* _EXERCISE INSTRUCTIONS_
Could you restate all of the entries, word for word?

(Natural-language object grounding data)
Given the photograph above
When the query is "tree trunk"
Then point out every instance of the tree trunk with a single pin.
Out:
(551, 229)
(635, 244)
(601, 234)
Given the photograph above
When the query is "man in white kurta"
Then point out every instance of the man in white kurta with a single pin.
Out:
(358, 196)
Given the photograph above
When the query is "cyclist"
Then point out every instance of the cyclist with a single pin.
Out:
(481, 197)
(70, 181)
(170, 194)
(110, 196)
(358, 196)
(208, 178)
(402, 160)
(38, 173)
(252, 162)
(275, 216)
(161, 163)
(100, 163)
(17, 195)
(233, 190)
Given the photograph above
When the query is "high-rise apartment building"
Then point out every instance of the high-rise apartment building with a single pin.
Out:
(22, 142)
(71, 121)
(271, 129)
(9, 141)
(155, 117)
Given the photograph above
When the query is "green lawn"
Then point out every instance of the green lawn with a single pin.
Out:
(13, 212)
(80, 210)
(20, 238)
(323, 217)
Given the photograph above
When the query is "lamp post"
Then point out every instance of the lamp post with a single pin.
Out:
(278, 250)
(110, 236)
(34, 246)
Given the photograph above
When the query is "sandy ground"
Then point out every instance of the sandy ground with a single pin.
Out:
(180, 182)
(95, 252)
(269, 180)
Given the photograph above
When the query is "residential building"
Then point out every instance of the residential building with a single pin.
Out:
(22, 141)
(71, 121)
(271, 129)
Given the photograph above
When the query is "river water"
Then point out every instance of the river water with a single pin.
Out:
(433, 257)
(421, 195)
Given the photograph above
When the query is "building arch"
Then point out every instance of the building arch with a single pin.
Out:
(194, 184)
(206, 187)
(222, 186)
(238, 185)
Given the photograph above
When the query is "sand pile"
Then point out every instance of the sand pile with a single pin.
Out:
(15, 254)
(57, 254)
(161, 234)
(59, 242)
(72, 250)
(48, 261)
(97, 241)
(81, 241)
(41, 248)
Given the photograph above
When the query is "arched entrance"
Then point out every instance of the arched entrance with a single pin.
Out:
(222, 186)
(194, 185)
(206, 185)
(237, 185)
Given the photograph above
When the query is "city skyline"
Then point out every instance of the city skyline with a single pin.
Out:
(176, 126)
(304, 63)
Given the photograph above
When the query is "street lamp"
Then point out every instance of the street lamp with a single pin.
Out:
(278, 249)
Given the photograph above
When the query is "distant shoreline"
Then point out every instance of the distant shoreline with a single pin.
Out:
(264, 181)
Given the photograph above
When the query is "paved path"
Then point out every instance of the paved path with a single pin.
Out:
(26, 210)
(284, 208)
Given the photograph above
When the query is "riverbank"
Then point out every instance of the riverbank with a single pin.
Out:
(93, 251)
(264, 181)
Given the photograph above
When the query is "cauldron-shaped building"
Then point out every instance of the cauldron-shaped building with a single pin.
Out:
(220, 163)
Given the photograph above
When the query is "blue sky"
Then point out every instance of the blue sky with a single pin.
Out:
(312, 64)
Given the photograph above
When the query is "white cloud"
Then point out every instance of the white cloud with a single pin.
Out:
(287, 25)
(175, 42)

* _RESULT OF THE EXERCISE_
Given the photograph above
When the query is "tree trunk"
Then point out every instance of the tree trunk with a single pin.
Out:
(551, 229)
(635, 244)
(601, 234)
Given the photograph above
When the query is "man in white kurta"
Then point out every instance of the man in white kurta with a single pin.
Out:
(358, 196)
Given the photograph above
When the query is "cyclist"
Then point out every instance of the cyclist with a single pin.
Out:
(481, 197)
(70, 181)
(170, 194)
(110, 196)
(358, 196)
(208, 178)
(402, 160)
(38, 173)
(252, 162)
(275, 216)
(161, 163)
(100, 163)
(17, 195)
(233, 190)
Given the photograph above
When the query is "high-rise apartment building"
Then point out every instance of the high-rise apartment building with a single pin.
Out:
(22, 142)
(71, 121)
(271, 129)
(9, 141)
(155, 117)
Given the photograph above
When the query is "green lawn"
Then point out every instance of the green lawn with a single pin.
Out:
(13, 212)
(80, 210)
(20, 238)
(323, 217)
Given the photograph above
When the query is "lamp post"
Then point out every instance of the lamp post with a single pin.
Out:
(278, 250)
(110, 236)
(34, 246)
Given the photograph above
When the query is "sandy ground"
Then point out every instance of the sandy ground with a single pin.
Out:
(180, 182)
(95, 252)
(269, 180)
Given the photograph above
When the query is "residential building"
Then point out every instance of the residential building with a single pin.
Out:
(22, 141)
(71, 121)
(271, 129)
Given the photograph above
When the query is "river water"
Then point out every instance of the river water with a single pin.
Out:
(433, 257)
(421, 195)
Given the photograph above
When the query is "building arch"
Then point out every instance of the building arch with a single pin.
Out:
(194, 184)
(206, 187)
(222, 186)
(238, 185)
Given the photograph above
When the query is "sand pile"
Then point out every instance of the sand pile with a single pin.
Out:
(15, 254)
(57, 254)
(161, 234)
(59, 242)
(72, 250)
(48, 261)
(97, 241)
(81, 241)
(41, 248)
Given the photograph above
When the query is "arched entrance"
Then point out every instance of the arched entrance with a single pin.
Out:
(222, 186)
(194, 185)
(206, 185)
(237, 185)
Given the photograph above
When the query is "city skyline"
Then point out every instance of the city skyline with a single pin.
Out:
(176, 126)
(304, 63)
Given the photograph above
When the query is "street lamp"
Then point out every instance of the street lamp with a single pin.
Out:
(278, 249)
Given the photograph above
When the query is "distant shoreline"
Then point out every instance of the distant shoreline with a single pin.
Out:
(264, 181)
Given the photograph above
When the query is "paved path"
Then point out every instance of the paved path with a single pin.
Out:
(26, 210)
(284, 208)
Given the photograph above
When the query is "riverbank"
Then point out every instance of the riverbank with a single pin.
Out:
(93, 251)
(264, 181)
Given the photograph above
When the query is "cauldron-shaped building"
Then point out every instance of the cauldron-shaped building with a single pin.
Out:
(220, 163)
Given the photograph above
When the query is "blue sky"
Then point out every instance of the blue sky with a single pin.
Out:
(312, 64)
Given the photograph above
When the query is "white cloud"
Then point out every instance of the white cloud with a single pin.
Out:
(287, 25)
(175, 42)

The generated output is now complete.